Serial fajny ale księcia zamiast ucharakteryzować na bestię to zrobili z niego przystojniaka z małą blizną dodającą mu uroku....przez to ginie przesłanie i robi się nieco zmierzchowato ( tam też wampiry nie budzily grozy tylko przyciągały kolejne wielbicielki). W oryginale chodzi o to że bohaterka pokochała gwałtownego ale też odrazającego ksiecia...a tu książę przystojniak...bogaty...nieco gwałtowny ale z charakteru daleko mu do bestii...ruda kuzynka za nim szaleje...Bella też ustawia się w kolejce....
Porównywać ten serial do Zmierzchu to jak porównywać piernik do wiatraka. Książę może i jest przystojny ale wiadomo, że obecnie bestie nie są tak przerażające jak te filmy które kręcone były kiedyś. Jeśli byłby bestią w sensie wyglądu czy charakteru? Bo tu się gubię to chyba mieszkałby sam i jaki byłby sens tego filmu?Miał wymordować połowę miasteczka?Nie rozumiem a to, że kuzynka za nim szaleje no cóż sądzę, że imponuje jej to bogactwo i po prostu chce go mieć.

▶ [Zadania do wykonania]:
1. Streść wybrany tekst w dwóch zdaniach.
2. We wszystkich wpisach zamień „innermost” na „central”, pozostawiając resztę bez zmian. Przepisz wpisy bez obrazów.

▶ [Dane wejściowe]:
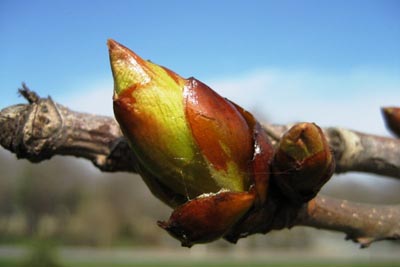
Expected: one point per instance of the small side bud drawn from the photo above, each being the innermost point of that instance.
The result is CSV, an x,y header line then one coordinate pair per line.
x,y
391,115
207,217
303,162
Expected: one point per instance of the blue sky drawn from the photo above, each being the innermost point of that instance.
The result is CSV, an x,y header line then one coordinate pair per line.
x,y
289,60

▶ [Oczekiwane odpowiedzi]:
1. Pierwszy komentarz zarzuca serialowi, że księcia zamiast ucharakteryzować na bestię zrobiono przystojniakiem z małą blizną, przez co ginie przesłanie oryginału, a całość robi się nieco „zmierzchowata”. Drugi komentarz odpowiada, że porównywanie serialu do „Zmierzchu” to jak porównywanie piernika do wiatraka, a kuzynce, która szaleje za księciem, zapewne imponuje jego bogactwo.

2.
Expected: one point per instance of the small side bud drawn from the photo above, each being the central point of that instance.
The result is CSV, an x,y header line then one coordinate pair per line.
x,y
391,115
207,217
303,162
Expected: one point per instance of the blue sky drawn from the photo above, each being the central point of that instance.
The result is CSV, an x,y header line then one coordinate pair per line.
x,y
289,60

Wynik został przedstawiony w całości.